- _Task brief_
Starting at the line of the listing that contains "Every instance of the tan paved" and stopping after the last line of the listing, write out every line again, requests included. Shift each x and y coordinate in the answer points by -96, and leave the numbers inside the requests unchanged.
— start —
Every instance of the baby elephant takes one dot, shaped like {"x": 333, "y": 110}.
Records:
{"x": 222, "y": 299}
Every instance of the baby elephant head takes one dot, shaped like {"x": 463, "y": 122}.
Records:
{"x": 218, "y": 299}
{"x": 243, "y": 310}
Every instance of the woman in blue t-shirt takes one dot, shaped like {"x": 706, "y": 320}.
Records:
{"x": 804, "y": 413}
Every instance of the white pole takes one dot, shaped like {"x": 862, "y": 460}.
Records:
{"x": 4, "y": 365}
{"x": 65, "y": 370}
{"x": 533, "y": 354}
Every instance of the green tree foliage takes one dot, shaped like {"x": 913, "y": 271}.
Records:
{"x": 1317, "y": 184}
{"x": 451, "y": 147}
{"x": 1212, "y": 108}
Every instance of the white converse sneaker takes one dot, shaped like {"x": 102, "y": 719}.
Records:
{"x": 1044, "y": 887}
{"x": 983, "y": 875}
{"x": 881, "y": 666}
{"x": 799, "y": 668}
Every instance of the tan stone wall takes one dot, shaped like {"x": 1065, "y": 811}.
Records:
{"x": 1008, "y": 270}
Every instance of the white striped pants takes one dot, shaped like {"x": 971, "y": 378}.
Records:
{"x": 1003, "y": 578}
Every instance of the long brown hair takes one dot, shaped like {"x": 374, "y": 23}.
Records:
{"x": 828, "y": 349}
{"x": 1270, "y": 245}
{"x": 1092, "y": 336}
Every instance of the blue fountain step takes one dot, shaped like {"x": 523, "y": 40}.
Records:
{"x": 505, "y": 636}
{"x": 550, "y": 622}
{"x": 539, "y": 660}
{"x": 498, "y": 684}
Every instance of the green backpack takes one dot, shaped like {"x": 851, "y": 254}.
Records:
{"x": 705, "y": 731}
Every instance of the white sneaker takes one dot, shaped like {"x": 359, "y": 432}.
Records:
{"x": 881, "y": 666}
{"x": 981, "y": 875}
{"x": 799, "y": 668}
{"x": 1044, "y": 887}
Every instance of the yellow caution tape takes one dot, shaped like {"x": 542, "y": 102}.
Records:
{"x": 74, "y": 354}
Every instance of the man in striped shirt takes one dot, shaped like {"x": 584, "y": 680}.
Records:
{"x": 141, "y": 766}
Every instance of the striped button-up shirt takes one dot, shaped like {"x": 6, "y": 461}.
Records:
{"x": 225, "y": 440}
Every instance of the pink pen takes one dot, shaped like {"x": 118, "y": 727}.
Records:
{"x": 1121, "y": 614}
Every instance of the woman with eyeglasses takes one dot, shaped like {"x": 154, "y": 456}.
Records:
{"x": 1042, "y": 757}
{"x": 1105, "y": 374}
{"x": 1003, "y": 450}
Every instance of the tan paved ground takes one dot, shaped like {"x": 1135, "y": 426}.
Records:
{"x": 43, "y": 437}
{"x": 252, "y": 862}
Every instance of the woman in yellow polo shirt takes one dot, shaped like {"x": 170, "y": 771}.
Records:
— end —
- _Answer for this exercise_
Every instance of the tan paved ground takes one dot, shaped like {"x": 1135, "y": 426}.
Records:
{"x": -53, "y": 341}
{"x": 156, "y": 766}
Every instance of the woman in yellow polo shirt takes one dot, shaped like {"x": 170, "y": 771}.
Records:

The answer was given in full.